Records from a dataset:

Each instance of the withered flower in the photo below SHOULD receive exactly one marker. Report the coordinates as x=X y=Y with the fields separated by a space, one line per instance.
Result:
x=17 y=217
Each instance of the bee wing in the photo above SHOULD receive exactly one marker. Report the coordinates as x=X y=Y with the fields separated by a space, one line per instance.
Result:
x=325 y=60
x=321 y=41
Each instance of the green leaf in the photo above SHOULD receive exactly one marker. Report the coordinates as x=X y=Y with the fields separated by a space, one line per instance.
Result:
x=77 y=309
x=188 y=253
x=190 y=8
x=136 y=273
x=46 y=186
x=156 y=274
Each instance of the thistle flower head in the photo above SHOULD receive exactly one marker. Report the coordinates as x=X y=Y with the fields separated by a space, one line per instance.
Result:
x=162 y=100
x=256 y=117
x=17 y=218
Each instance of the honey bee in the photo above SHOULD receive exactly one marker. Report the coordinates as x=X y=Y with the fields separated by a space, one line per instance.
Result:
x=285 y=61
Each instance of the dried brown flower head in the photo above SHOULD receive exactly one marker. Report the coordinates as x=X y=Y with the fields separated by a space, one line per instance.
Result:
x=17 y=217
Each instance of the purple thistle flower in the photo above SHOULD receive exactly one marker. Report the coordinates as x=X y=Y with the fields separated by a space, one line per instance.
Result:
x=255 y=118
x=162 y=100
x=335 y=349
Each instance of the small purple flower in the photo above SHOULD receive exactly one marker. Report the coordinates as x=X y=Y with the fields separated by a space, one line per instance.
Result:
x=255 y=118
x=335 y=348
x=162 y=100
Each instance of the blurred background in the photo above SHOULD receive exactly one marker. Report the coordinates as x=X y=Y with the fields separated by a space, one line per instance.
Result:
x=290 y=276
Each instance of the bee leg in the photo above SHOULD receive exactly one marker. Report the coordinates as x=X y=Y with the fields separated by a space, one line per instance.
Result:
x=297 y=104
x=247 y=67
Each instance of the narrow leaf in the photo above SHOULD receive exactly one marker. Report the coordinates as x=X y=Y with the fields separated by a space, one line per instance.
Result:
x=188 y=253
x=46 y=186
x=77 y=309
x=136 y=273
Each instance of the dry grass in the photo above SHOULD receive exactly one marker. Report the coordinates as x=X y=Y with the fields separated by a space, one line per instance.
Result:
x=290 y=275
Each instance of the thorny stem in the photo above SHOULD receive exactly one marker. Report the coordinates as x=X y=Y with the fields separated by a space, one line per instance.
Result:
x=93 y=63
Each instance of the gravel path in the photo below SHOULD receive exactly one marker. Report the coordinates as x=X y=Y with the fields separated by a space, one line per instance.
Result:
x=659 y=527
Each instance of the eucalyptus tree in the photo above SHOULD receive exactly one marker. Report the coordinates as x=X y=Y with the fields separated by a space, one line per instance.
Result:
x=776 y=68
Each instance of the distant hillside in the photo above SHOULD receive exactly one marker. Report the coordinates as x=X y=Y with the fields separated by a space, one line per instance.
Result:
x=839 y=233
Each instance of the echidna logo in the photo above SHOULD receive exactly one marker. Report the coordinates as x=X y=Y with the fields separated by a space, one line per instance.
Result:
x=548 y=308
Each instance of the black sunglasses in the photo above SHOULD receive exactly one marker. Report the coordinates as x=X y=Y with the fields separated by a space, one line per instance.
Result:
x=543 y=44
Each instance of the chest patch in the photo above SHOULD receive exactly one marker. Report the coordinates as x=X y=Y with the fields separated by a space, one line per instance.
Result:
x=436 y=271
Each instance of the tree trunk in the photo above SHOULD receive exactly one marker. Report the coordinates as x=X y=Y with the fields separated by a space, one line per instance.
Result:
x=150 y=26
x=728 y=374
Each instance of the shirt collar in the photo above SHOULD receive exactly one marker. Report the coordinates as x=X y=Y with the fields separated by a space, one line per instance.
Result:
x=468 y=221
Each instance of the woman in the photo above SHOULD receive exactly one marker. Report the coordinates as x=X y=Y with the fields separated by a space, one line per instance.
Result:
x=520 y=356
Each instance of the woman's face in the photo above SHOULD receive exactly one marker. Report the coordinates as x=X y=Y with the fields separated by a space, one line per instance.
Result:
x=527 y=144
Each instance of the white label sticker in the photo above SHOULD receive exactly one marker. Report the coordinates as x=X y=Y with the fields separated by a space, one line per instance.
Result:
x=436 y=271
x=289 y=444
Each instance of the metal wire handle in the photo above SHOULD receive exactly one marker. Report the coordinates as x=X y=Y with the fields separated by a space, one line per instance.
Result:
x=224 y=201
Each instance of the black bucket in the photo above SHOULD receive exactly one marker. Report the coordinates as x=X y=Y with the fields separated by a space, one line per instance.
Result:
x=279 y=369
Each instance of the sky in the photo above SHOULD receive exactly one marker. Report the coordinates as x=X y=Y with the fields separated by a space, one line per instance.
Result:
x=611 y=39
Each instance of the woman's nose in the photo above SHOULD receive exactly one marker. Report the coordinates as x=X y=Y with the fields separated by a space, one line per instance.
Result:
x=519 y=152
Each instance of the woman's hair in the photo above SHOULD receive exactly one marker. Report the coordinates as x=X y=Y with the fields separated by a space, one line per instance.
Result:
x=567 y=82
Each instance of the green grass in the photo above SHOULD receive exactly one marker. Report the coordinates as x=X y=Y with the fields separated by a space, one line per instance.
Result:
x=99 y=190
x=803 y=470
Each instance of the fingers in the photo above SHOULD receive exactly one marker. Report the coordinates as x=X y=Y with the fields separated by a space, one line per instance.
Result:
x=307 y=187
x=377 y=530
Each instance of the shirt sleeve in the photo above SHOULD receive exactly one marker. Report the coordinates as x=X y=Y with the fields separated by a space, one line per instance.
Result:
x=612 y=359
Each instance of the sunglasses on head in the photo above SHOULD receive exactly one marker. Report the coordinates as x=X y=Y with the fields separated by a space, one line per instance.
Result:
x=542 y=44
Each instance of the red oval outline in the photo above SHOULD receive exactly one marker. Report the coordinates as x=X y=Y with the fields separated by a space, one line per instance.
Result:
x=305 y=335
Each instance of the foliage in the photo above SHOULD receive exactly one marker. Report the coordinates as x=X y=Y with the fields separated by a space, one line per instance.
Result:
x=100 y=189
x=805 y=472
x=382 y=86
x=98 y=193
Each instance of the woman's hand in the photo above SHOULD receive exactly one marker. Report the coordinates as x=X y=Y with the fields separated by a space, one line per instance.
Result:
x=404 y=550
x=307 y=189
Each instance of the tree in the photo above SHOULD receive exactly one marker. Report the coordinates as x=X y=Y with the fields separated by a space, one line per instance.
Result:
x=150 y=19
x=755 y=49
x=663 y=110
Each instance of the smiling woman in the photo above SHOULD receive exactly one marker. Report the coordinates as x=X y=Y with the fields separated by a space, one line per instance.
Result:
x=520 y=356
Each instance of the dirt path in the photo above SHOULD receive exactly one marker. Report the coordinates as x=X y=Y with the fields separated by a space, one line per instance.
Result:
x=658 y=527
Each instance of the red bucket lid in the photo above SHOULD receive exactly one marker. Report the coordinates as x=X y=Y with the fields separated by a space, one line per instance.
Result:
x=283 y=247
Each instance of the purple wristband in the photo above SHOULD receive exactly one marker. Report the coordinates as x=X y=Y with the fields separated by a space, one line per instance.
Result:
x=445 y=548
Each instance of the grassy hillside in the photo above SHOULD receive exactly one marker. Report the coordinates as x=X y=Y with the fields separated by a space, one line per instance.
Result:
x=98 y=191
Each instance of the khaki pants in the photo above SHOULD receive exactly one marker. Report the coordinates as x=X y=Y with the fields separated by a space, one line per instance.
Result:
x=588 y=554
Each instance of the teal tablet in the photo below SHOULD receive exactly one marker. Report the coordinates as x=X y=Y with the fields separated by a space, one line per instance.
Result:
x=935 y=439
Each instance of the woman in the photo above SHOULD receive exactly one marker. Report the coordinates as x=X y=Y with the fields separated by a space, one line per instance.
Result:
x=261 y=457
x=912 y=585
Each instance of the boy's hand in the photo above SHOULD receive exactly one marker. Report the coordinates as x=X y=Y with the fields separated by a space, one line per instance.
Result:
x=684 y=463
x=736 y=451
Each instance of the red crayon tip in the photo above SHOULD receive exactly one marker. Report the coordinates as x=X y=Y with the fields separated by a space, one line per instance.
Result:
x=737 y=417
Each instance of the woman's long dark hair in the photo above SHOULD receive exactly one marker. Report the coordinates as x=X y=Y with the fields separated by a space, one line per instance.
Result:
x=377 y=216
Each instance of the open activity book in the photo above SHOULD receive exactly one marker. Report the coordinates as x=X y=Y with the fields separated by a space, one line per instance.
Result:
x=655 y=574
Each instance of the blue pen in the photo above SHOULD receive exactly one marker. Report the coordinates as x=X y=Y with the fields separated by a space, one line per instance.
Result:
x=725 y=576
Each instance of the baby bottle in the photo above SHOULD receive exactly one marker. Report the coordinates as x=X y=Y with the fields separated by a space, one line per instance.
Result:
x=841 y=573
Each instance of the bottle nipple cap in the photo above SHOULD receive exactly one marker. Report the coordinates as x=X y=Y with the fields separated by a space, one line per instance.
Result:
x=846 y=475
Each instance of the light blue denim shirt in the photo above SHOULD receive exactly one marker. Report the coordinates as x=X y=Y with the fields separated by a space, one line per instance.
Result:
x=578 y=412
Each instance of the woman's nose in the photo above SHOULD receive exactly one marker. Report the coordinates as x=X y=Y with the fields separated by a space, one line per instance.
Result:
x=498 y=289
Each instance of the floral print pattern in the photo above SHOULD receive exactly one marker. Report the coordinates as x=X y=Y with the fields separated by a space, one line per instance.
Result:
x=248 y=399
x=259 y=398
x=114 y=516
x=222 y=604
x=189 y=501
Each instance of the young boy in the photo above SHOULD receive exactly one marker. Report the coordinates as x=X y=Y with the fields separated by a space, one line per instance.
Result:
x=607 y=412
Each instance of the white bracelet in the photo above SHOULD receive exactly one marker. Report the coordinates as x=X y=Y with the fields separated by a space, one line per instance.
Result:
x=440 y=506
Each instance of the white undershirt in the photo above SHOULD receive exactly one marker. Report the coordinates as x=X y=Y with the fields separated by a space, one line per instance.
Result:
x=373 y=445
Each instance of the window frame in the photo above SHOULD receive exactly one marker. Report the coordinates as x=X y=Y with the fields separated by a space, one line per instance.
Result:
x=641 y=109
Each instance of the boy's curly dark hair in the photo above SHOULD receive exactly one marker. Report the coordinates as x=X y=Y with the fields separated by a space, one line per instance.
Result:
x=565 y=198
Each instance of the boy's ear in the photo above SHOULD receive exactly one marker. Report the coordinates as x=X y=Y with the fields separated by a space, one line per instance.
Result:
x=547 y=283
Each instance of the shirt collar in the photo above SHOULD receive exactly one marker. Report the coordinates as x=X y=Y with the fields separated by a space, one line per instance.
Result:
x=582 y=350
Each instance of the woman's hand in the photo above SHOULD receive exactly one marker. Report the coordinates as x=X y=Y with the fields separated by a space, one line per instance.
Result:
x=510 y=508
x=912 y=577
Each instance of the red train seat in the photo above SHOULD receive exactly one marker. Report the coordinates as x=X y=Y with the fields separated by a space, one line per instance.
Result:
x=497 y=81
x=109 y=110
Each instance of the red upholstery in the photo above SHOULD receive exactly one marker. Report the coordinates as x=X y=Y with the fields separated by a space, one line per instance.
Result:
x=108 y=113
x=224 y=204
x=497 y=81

● WHAT TO PRODUCE
Which lines of the data include the string "bucket"? Find them and copy each one.

● TASK RESULT
Each instance of the black bucket in the photo above SHOULD receive exactly one marker. Report the coordinates as x=X y=Y with the fields separated by a space, one line per instance.
Each instance of the red bucket lid in the photo above SHOULD receive exactly one marker. Report the coordinates as x=X y=Y with the fields separated by a space, one line per instance.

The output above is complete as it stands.